## Text segment

■ ■ ■

# First egg!



## bcfox26 (Jul 11, 2013)

I went out to check on the chickens for the evening and refresh their water and found an egg! It was not in the nesting box but I know they have been messing with then because they threw the golf balls out I had in there as a hint. Ha. These are my first set of chickens and I thought one was getting close. Yay. Yes I'm obnoxiously excited about an egg. Lol my son was excited too.


----------



## GenFoe (Apr 3, 2013)

Yay congratulations!! I was crazy excited about our first egg too. We blew it out and kept it 

We got 2 eggs yesterday but nothing today. Our girls are slowly working their way up!


----------



## GenFoe (Apr 3, 2013)

My oldest daughter is 5 and she's thinks its the greatest thing ever to go looking for the eggs too!


----------



## 7chicks (Jun 29, 2012)

Those first eggs are so eggciting. I had blown mine out too and kept them ... However, Izzabelle discovered them (my rat terrier I had) and well, she broke them. She'd steal the eggs when I'd bring them in and set them down. Come back inside a short bit later and they were gone!  What I exclaimed "where did my eggs go?" I saw a set of ears go down. She had carefully taken them and set them in her bed on the couch.


----------



## kjohnstone (Mar 30, 2013)

GenFoe said:


> My oldest daughter is 5 and she's thinks its the greatest thing ever to go looking for the eggs too!

■ ■ ■

## Entries provided

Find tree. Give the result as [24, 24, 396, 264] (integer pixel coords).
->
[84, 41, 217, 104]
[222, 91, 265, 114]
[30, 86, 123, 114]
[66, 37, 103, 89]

■ ■ ■

## Given request 1
Name every distinct username that has a post in the forum thread about a first egg.
## Given request 2
In the forum thread about a first egg, what had bcfox26 placed in the nesting box as a hint?
## Given request 3
Continue the forum thread about a first egg from the point where it stops.
The items are separate from the forum thread about a first egg and are not part of it.

## Reply 1
bcfox26, GenFoe, 7chicks, kjohnstone

## Reply 2
Golf balls.

## Reply 3
It's like Easter every day!


----------



## bcfox26 (Jul 11, 2013)

It's funny my son has shown everyone today that has come by our house the lonely little egg. He's so proud like he did it or something. Love it


----------



## jennifer (May 14, 2013)

Bcfox! He's adorable! Isn't it fun. I think it's great he's involved with the hens. He will remember it for years and years.


----------



## bcfox26 (Jul 11, 2013)

jennifer said:


> Bcfox! He's adorable! Isn't it fun. I think it's great he's involved with the hens. He will remember it for years and years.


Thank you! I think he is too. We got our second egg today and he was so excited he dropped it. He almost cried till I told him we could just take it in a d immediately cook it for him. It was severely cracked but it lasted to the bowl. So we did. He scarfed his scrambled eggs down! Cuteness. They were beautifully dark yolks and so cute and tiny still.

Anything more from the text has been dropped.